▸ **Aim of the exercise**: Please render the lines of the material from the one containing "Autonomous forklift vision pipeline — detect the sweater" through the one containing "90,82,159,115", inclusive, as a Markdown table with the columns Row and Entry. Give each non-blank line its own numbered row.

▸ **Source records**:
◆ ◆ ◆

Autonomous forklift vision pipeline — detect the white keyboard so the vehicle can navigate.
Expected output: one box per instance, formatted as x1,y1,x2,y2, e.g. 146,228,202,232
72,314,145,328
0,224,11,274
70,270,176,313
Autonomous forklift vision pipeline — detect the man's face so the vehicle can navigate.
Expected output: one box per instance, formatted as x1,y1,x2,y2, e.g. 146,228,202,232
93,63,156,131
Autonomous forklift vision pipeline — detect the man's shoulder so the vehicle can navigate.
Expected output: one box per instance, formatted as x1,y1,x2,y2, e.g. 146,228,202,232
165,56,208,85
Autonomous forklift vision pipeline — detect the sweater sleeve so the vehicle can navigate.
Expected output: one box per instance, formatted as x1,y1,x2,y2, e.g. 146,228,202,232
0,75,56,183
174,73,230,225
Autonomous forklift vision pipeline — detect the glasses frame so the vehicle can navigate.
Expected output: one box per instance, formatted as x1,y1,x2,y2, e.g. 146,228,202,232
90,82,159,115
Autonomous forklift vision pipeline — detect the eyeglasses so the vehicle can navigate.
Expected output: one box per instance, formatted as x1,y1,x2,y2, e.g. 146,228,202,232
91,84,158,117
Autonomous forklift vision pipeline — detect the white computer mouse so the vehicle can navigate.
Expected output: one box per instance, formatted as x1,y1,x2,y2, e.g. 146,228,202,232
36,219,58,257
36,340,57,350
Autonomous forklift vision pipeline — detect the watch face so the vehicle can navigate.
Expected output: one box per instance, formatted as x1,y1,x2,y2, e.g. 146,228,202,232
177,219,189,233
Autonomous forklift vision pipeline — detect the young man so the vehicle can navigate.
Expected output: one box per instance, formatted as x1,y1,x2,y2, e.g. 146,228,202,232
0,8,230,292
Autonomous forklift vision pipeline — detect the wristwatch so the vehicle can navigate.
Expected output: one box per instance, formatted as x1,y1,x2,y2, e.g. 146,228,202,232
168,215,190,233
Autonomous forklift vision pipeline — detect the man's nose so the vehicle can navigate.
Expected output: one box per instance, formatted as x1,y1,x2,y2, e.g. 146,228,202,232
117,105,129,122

◆ ◆ ◆

▸ **Exercise solution**:
| Row | Entry |
|---|---|
| 1 | Autonomous forklift vision pipeline — detect the sweater sleeve so the vehicle can navigate. |
| 2 | Expected output: one box per instance, formatted as x1,y1,x2,y2, e.g. 146,228,202,232 |
| 3 | 0,75,56,183 |
| 4 | 174,73,230,225 |
| 5 | Autonomous forklift vision pipeline — detect the glasses frame so the vehicle can navigate. |
| 6 | Expected output: one box per instance, formatted as x1,y1,x2,y2, e.g. 146,228,202,232 |
| 7 | 90,82,159,115 |